*TEXTE EXTRAIT*.
-----

17/06/2021

Le parlement vote l'interdiction de détruire les moulins au nom de la continuité écologique

Ce jour, le Sénat a choisi après un long débat de confirmer l'article de la Loi Climat et résilience qui interdit d'imposer la casse des ouvrages de moulin comme option de restauration de continuité écologique. Barbara Pompili aura tenté jusqu'au bout de défendre la politique décriée de son administration, et des lobbies que subventionne cette administration. Sans succès : elle paie aujourd'hui le silence honteux de son ministère face à des dérives inacceptables qui ont empoisonné la vie des riverains tout au long des années 2010 et qui ont déjà été condamnées par les cours de justice. Il est temps de tourner la page de la continuité écologique destructrice et d'engager les ouvrages dans la transition écologique. 


Les représentants élus des citoyens ont décidé de mettre un frein à la politique aberrante de casse des ouvrages hydrauliques, hélas encore défendue par Barbara Pompili.

En mai dernier, l'Assemblée nationale avait adopté un amendement à la Loi climat et résilience visant à dire expressément que la restauration de continuité écologique devait se faire par d'autres moyens que la destruction des ouvrages anciens, et en particulier des moulins.

-----

*LIGNES DE DONNÉES*.
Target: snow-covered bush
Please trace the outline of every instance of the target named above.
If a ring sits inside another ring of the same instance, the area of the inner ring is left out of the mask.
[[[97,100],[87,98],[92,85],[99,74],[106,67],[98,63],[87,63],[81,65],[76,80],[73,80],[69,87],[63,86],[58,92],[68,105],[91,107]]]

-----

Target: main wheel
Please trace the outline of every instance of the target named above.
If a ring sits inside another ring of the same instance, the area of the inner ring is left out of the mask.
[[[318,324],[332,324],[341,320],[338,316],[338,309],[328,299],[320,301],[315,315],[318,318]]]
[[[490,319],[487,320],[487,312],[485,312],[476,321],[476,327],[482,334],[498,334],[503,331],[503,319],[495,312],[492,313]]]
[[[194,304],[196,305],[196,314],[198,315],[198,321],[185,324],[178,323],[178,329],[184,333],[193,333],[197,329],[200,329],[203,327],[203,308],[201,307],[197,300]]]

-----

*CONSIGNES*.
• 1. Résumez plus brièvement le paragraphe de l'article sur les moulins qui commence par « Ce jour, le Sénat a choisi », en conservant ses faits principaux.
• 2. Recopiez à l'identique le passage de l'article sur les moulins qui commence par "Ce jour, le" et se poursuit jusqu'à "la transition écologique.".
• 3. Traduisez en anglais cette phrase de l'article sur les moulins : « Il est temps de tourner la page de la continuité écologique destructrice et d'engager les ouvrages dans la transition écologique. »

*RÉSULTATS FINAUX*.
• 1. Après un long débat, le Sénat a confirmé l'article de la Loi Climat et résilience qui interdit d'imposer la casse des moulins pour restaurer la continuité écologique. Barbara Pompili a défendu jusqu'au bout, sans succès, la politique décriée de son administration et des lobbies que celle-ci subventionne. Elle paie le silence de son ministère face à des dérives qui ont empoisonné la vie des riverains pendant les années 2010 et que la justice a déjà condamnées. Il faut désormais tourner la page de la continuité écologique destructrice et engager les ouvrages dans la transition écologique.

• 2.
Ce jour, le Sénat a choisi après un long débat de confirmer l'article de la Loi Climat et résilience qui interdit d'imposer la casse des ouvrages de moulin comme option de restauration de continuité écologique. Barbara Pompili aura tenté jusqu'au bout de défendre la politique décriée de son administration, et des lobbies que subventionne cette administration. Sans succès : elle paie aujourd'hui le silence honteux de son ministère face à des dérives inacceptables qui ont empoisonné la vie des riverains tout au long des années 2010 et qui ont déjà été condamnées par les cours de justice. Il est temps de tourner la page de la continuité écologique destructrice et d'engager les ouvrages dans la transition écologique.

• 3. It is time to turn the page on destructive ecological continuity and to bring the structures into the ecological transition.